Consignes de travail:
• a. D'après le texte sur Schubert, à quel âge le compositeur est-il mort ?
• b. Poursuivez le texte sur Schubert à la suite de sa dernière phrase.

Texte à lire:
Il faut dire que Schubert ne se préoccupait guère de sa gloire: il adorait composer mais montrait moins d’intérêt et de talent pour faire publier ou jouer ses œuvres. C’est ainsi qu’à sa mort, il a cent opus à son actif, lui qui a écrit environ mille cinq cents œuvres, réparties en 998 opus! La gloire viendra après, notamment avec la découverte de ses huitième et neuvième symphonies. 

Hormis son génie, l’amitié fut son unique richesse. Il logea d’ailleurs souvent chez des amis. Comment la Vienne de l’époque a-t-elle pu être aveugle à ce point? Il fallait vraiment être obtus pour ne pas remarquer une musique si brillante, accessible, mélodieuse et suggestive. C’est que Schubert est comme une étoile filante, que seul un petit cercle d’admirateurs a eu la chance d’apprécier. Etoile filante, il l’est d’abord par la brièveté de sa vie: trente et un ans. C’est un record parmi les grands compositeurs, battu uniquement par Pergolèse, vingt-six ans.

Données enregistrées:

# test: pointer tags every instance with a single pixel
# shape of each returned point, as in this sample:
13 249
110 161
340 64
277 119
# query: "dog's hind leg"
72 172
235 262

Réponses par consigne:
• a. À trente et un ans.

• b.
Etoile filante, il l’est aussi par son goût pour la liberté et son besoin d’indépendance. Il renoncera rapidement à son poste de maître d’école pour se consacrer uniquement à la composition, au risque de se retrouver sans-le-sou. Dans sa Messe allemande, il refuse d’adapter le texte à la liturgie catholique et renonce ainsi à une rémunération de la part de l’archidiocèse de Vienne. Cette indépendance se reconnaît encore dans le désir de poursuivre ses rêves malgré tout: il s’entêtera à écrire vingt opéras, qui tous seront des échecs.

Etoile filante, il l’est par sa maturité musicale dès son adolescence. Qu’on s’en convainque en écoutant l’allegretto en ut mineur, composé alors que Schubert n’avait que dix-sept ans. Joseph von Spaun, élève comme Schubert de la chapelle impériale et qui restera son grand ami, fut sans doute le premier à entendre sa musique, car Schubert composait en cachette et accepta un jour de lui révéler ce secret. Joseph témoigne:

«C’était comme si un ange m’avait caressé de son aile… A mesure qu’il jouait, je montais au ciel… Le pauvre mortel que je suis n’avait pas accès à de telles hauteurs… C’était un génie qui était en train de naître devant moi.»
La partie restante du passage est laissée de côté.